== Source text ==
The Intercept today published Christopher Ketcham’s and my essay, The Shutdown of “Luxury Emissions” Should Be at the Center of Climate Revolt. I’ve cross-posted it here to allow comments by Carbon Tax Center subscribers and readers. Let us know what you think.
— C.K., December 13, 2022
Climate disorder won’t be remedied through an orderly march of green energy. The world must also rein in consumption.
By Christopher Ketcham & Charles Komanoff ▪ Photos and captions are copied from The Intercept.
SEVEN HUNDRED SELF-DESCRIBED “climate rebels” breached the chain-link fence surrounding Amsterdam’s Schiphol Airport, the world’s third-busiest hub for international passenger traffic, on November 5. With bolt cutters they opened holes in the fence and poured in, some of them on bicycles, and raced across the tarmac. Others laid ladders against the 9-foot-high fence and topped it on foot.

== Tasks and exercises ==
**1)** Answer these questions using the essay on luxury emissions.
(a) Which outlet published the essay first?
(b) On what date did the "climate rebels" breach the fence at Schiphol Airport?
(c) How high was the fence that some of them topped on foot?
**2)** Reproduce the part of the essay on luxury emissions starting with "The Intercept today" and going on through "it on foot.".

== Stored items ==
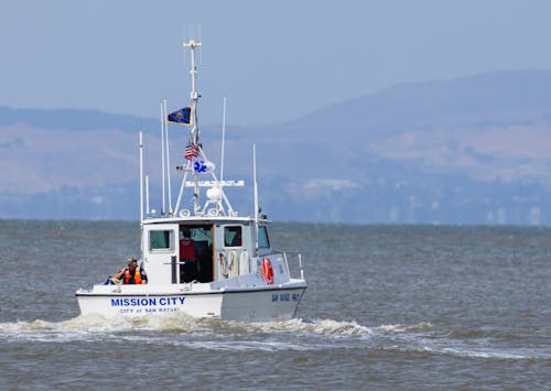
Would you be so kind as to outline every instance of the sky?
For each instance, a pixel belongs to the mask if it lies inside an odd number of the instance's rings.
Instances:
[[[0,106],[282,123],[398,84],[551,69],[551,1],[0,0]],[[194,31],[194,33],[192,33]]]

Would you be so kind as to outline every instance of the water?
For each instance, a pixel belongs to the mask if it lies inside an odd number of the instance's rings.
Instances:
[[[131,222],[0,220],[0,388],[549,389],[551,229],[278,224],[299,318],[83,317]]]

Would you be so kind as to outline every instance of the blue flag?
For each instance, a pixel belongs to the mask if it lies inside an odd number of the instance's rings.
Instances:
[[[184,107],[166,116],[166,122],[192,124],[192,108]]]

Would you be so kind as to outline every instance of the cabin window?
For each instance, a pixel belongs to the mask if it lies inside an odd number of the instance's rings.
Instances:
[[[224,227],[224,246],[226,247],[242,246],[241,226]]]
[[[270,247],[270,239],[268,239],[268,229],[266,227],[258,227],[258,248]]]
[[[166,251],[174,249],[174,231],[170,229],[159,229],[149,231],[149,250]]]

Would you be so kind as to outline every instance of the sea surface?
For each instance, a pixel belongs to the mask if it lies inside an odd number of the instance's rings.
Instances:
[[[551,229],[274,224],[298,318],[79,316],[139,226],[0,220],[0,389],[551,389]]]

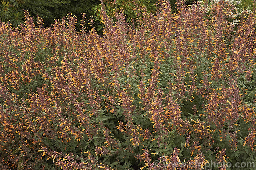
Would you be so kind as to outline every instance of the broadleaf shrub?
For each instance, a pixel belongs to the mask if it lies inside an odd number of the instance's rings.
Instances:
[[[70,14],[52,27],[27,11],[19,29],[1,23],[0,169],[254,161],[256,11],[235,26],[227,2],[177,5],[142,9],[136,27],[103,11],[103,37],[77,32]]]

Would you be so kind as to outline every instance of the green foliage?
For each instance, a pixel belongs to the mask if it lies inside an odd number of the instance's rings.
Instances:
[[[116,21],[115,18],[115,14],[120,10],[123,11],[124,15],[128,23],[130,23],[132,20],[136,21],[138,13],[141,12],[142,7],[145,7],[148,12],[155,14],[156,12],[155,3],[156,0],[107,0],[104,1],[103,4],[103,10],[105,11],[107,15],[111,18],[113,18],[114,23]],[[97,30],[101,30],[103,27],[101,16],[101,10],[102,10],[102,4],[94,5],[92,8],[95,15],[95,21],[99,21],[100,24],[97,26]]]
[[[20,7],[27,10],[35,19],[38,15],[44,21],[45,26],[49,26],[55,19],[61,20],[69,12],[77,17],[78,25],[82,19],[81,13],[85,13],[88,20],[93,15],[91,10],[93,5],[99,3],[99,0],[30,0],[21,5]],[[87,22],[86,26],[88,26]]]
[[[24,23],[23,11],[18,8],[21,3],[18,0],[1,1],[0,4],[0,19],[2,22],[10,24],[15,27]]]

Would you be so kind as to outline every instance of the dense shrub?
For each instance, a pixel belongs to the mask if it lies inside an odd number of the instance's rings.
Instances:
[[[142,9],[136,28],[103,12],[103,37],[71,15],[1,23],[0,169],[254,162],[256,11],[235,27],[227,2],[177,6]]]

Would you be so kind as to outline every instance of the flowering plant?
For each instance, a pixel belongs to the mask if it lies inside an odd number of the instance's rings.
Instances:
[[[229,169],[255,160],[255,8],[236,30],[227,2],[209,11],[177,5],[175,14],[168,0],[155,15],[142,9],[137,27],[102,11],[103,37],[77,32],[70,14],[51,27],[27,11],[20,29],[1,23],[1,169],[201,169],[215,161]]]

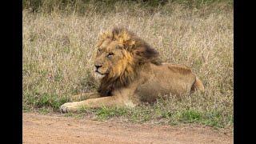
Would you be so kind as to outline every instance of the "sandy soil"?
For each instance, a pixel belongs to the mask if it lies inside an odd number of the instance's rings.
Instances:
[[[98,122],[23,113],[23,143],[233,143],[233,135],[202,126]]]

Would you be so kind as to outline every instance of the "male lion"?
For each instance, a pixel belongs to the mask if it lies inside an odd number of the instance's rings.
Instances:
[[[135,106],[153,102],[162,94],[204,91],[190,69],[162,63],[154,49],[126,29],[104,33],[97,47],[95,73],[101,77],[98,92],[74,96],[86,100],[65,103],[62,112],[75,112],[80,107]]]

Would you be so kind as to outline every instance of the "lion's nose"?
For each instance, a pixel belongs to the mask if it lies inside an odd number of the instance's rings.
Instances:
[[[94,65],[94,66],[95,66],[96,69],[98,69],[98,68],[100,68],[100,67],[102,66],[101,66],[101,65]]]

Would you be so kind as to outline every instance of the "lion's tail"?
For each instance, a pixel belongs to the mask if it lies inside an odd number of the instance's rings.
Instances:
[[[202,81],[198,77],[196,77],[195,81],[191,87],[191,92],[194,92],[195,90],[199,90],[202,92],[205,91],[205,86],[203,86]]]

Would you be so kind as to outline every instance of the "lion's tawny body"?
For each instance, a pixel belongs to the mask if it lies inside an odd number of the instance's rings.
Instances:
[[[156,50],[125,29],[102,34],[98,47],[95,72],[102,75],[98,92],[72,97],[86,100],[65,103],[62,112],[75,112],[82,106],[135,106],[155,102],[159,96],[204,91],[190,68],[160,62]]]

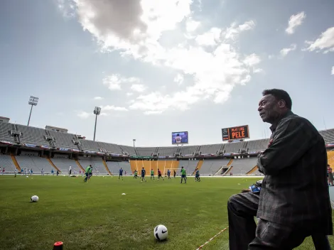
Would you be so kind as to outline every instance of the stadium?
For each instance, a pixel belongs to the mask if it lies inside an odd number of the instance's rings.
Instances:
[[[0,165],[5,170],[1,207],[6,214],[1,224],[7,228],[1,234],[4,249],[46,249],[58,241],[69,249],[196,249],[204,243],[205,249],[227,249],[227,200],[262,179],[257,156],[269,143],[247,141],[249,129],[242,126],[222,129],[225,143],[184,146],[185,131],[172,133],[176,143],[176,136],[183,135],[178,146],[136,148],[86,140],[65,129],[16,124],[6,117],[0,121]],[[246,131],[244,138],[232,138],[232,131],[238,130]],[[334,129],[320,133],[331,164]],[[82,186],[90,165],[92,178]],[[179,186],[181,166],[188,175],[185,190]],[[124,173],[119,179],[121,168]],[[144,183],[134,178],[134,172],[142,168]],[[164,173],[159,182],[158,168]],[[195,169],[203,177],[200,183],[193,181]],[[40,201],[31,205],[33,195]],[[162,244],[152,234],[158,224],[169,232]],[[298,249],[313,247],[310,238]]]
[[[0,1],[0,250],[334,246],[333,9]]]

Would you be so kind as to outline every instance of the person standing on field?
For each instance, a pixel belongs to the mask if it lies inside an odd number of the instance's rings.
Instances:
[[[258,112],[272,132],[258,156],[264,178],[259,194],[239,193],[228,200],[230,250],[293,249],[308,236],[333,234],[323,138],[291,112],[286,91],[262,94]]]

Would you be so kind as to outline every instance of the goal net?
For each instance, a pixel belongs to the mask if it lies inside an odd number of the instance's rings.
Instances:
[[[174,171],[175,171],[175,173],[176,173],[176,176],[181,176],[181,168],[170,168],[169,169],[171,170],[171,176],[174,176]],[[168,171],[168,169],[166,169],[165,170],[165,176],[167,176],[167,171]],[[186,172],[187,173],[187,175],[189,175],[189,174],[192,174],[193,173],[188,173]]]
[[[212,169],[211,175],[212,176],[222,176],[228,174],[230,168],[232,168],[232,165],[223,165],[218,169]]]

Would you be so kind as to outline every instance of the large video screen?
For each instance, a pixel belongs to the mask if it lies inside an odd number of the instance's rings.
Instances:
[[[188,144],[188,131],[172,132],[172,144]]]
[[[222,129],[222,141],[244,139],[249,138],[248,125]]]

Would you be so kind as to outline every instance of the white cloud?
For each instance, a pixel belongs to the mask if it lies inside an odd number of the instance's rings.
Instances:
[[[281,50],[279,53],[282,57],[286,56],[291,51],[295,50],[297,48],[297,45],[294,43],[291,44],[289,48],[284,48]]]
[[[122,85],[124,83],[136,83],[140,82],[139,78],[124,77],[118,74],[113,74],[103,79],[103,84],[107,85],[110,90],[120,90],[122,89]]]
[[[81,111],[78,114],[77,114],[77,116],[78,116],[81,119],[87,119],[92,115],[92,113],[87,113],[85,111]]]
[[[102,106],[101,107],[101,109],[102,111],[129,111],[128,109],[124,107],[115,107],[114,105],[107,105],[107,106]]]
[[[57,6],[65,18],[75,16],[76,7],[73,1],[57,0]]]
[[[334,52],[334,26],[328,28],[315,41],[306,41],[306,43],[308,45],[306,50]]]
[[[295,32],[296,28],[303,23],[306,17],[306,15],[303,11],[290,16],[290,19],[289,20],[289,26],[285,31],[288,34],[293,34]]]
[[[198,28],[200,24],[200,22],[193,21],[193,19],[189,18],[185,22],[185,30],[187,31],[187,32],[193,32]]]
[[[182,85],[183,83],[183,81],[184,81],[184,77],[181,74],[178,74],[174,77],[174,82],[176,82],[178,85]]]
[[[137,92],[143,92],[146,87],[143,85],[134,84],[131,86],[131,89]]]
[[[254,66],[260,62],[260,58],[257,54],[252,54],[244,59],[244,63],[247,66]]]
[[[264,71],[262,69],[260,69],[260,68],[254,69],[253,70],[253,73],[262,73],[264,72]]]
[[[191,20],[192,0],[142,0],[139,6],[137,0],[118,4],[102,0],[75,2],[82,27],[94,36],[103,50],[117,50],[123,56],[193,77],[192,85],[178,92],[163,94],[155,91],[137,97],[131,101],[131,109],[152,114],[168,109],[186,110],[203,99],[222,104],[235,86],[251,80],[251,74],[260,62],[257,55],[242,55],[233,46],[241,32],[254,28],[253,21],[239,25],[235,23],[227,28],[213,27],[202,34],[192,34],[182,44],[163,47],[160,43],[163,31],[180,32],[177,25],[183,20]],[[123,2],[124,5],[127,3],[126,8],[121,4]],[[130,12],[134,16],[128,16]],[[193,30],[195,26],[195,23],[189,24],[188,31],[197,32]],[[132,85],[141,83],[135,79]],[[118,75],[103,81],[112,90],[121,89],[126,82],[129,82],[129,78],[124,80]]]
[[[220,43],[221,33],[222,30],[220,28],[211,28],[209,31],[198,36],[195,40],[200,45],[213,46]]]
[[[275,58],[275,55],[268,55],[268,59],[271,60],[273,58]]]
[[[225,31],[224,38],[227,40],[235,40],[237,36],[244,31],[249,31],[255,27],[255,22],[252,20],[248,21],[243,24],[237,26],[236,23],[232,23],[231,26]]]

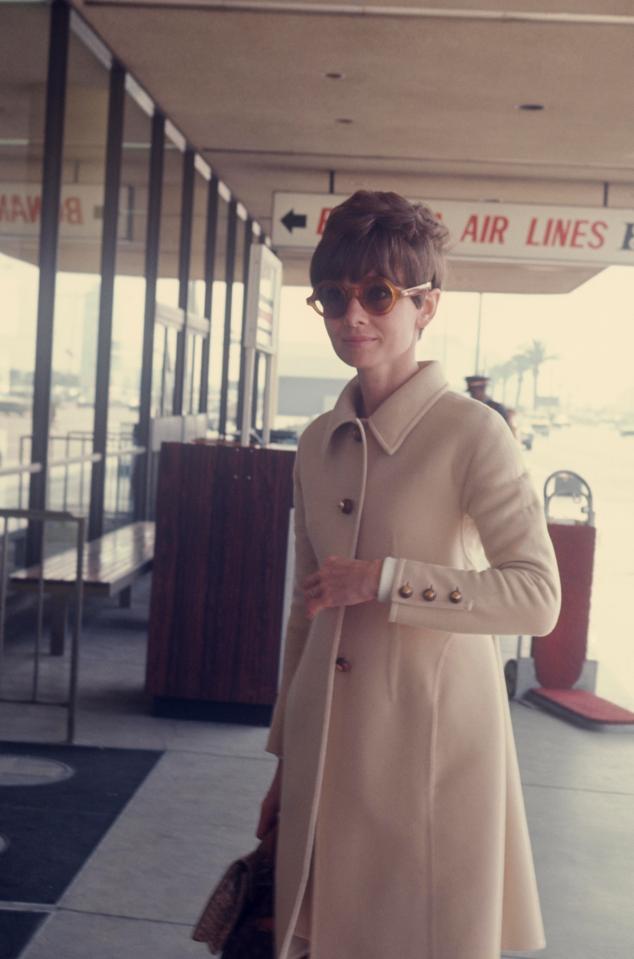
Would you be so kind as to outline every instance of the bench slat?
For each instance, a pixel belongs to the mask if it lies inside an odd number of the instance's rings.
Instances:
[[[86,543],[84,575],[86,586],[108,588],[139,571],[154,557],[154,523],[137,522],[106,533]],[[44,583],[64,586],[75,582],[77,553],[65,550],[44,561]],[[37,586],[40,565],[17,570],[11,574],[15,586]]]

== The solutions ==
**1)**
(a) The Intercept
(b) November 5
(c) 9 feet

**2)**
The Intercept today published Christopher Ketcham’s and my essay, The Shutdown of “Luxury Emissions” Should Be at the Center of Climate Revolt. I’ve cross-posted it here to allow comments by Carbon Tax Center subscribers and readers. Let us know what you think.
— C.K., December 13, 2022
Climate disorder won’t be remedied through an orderly march of green energy. The world must also rein in consumption.
By Christopher Ketcham & Charles Komanoff ▪ Photos and captions are copied from The Intercept.
SEVEN HUNDRED SELF-DESCRIBED “climate rebels” breached the chain-link fence surrounding Amsterdam’s Schiphol Airport, the world’s third-busiest hub for international passenger traffic, on November 5. With bolt cutters they opened holes in the fence and poured in, some of them on bicycles, and raced across the tarmac. Others laid ladders against the 9-foot-high fence and topped it on foot.